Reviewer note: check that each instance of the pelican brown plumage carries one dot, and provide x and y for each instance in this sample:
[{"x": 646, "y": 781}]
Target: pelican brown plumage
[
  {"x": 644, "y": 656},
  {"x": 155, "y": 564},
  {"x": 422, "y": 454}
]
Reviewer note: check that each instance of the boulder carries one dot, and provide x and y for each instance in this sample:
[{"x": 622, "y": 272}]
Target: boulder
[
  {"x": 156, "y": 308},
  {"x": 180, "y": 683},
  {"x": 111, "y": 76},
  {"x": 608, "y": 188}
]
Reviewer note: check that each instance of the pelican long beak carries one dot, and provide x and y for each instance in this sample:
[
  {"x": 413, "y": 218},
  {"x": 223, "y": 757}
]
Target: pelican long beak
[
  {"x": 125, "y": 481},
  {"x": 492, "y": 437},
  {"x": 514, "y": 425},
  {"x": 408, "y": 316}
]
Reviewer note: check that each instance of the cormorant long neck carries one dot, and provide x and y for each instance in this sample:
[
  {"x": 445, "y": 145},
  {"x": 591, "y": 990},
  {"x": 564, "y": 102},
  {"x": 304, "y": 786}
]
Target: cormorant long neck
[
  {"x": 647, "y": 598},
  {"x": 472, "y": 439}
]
* * * *
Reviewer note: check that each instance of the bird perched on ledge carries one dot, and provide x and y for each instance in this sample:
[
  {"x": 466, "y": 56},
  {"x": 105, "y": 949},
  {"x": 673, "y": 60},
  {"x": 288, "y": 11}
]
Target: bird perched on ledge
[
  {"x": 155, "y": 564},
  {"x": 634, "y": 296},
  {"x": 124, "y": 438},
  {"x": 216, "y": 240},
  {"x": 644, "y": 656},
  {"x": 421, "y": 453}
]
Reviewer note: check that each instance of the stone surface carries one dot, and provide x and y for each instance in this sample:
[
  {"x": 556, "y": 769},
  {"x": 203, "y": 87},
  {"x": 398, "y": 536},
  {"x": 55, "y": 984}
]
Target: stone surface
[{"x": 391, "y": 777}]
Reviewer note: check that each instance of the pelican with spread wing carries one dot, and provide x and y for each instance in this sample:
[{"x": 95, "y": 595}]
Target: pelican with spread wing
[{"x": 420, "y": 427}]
* * * *
AIM OF THE EXERCISE: How many lines of the material above contain the string "long"? Reply with the number alone.

RESPONSE TO THIS TASK: 4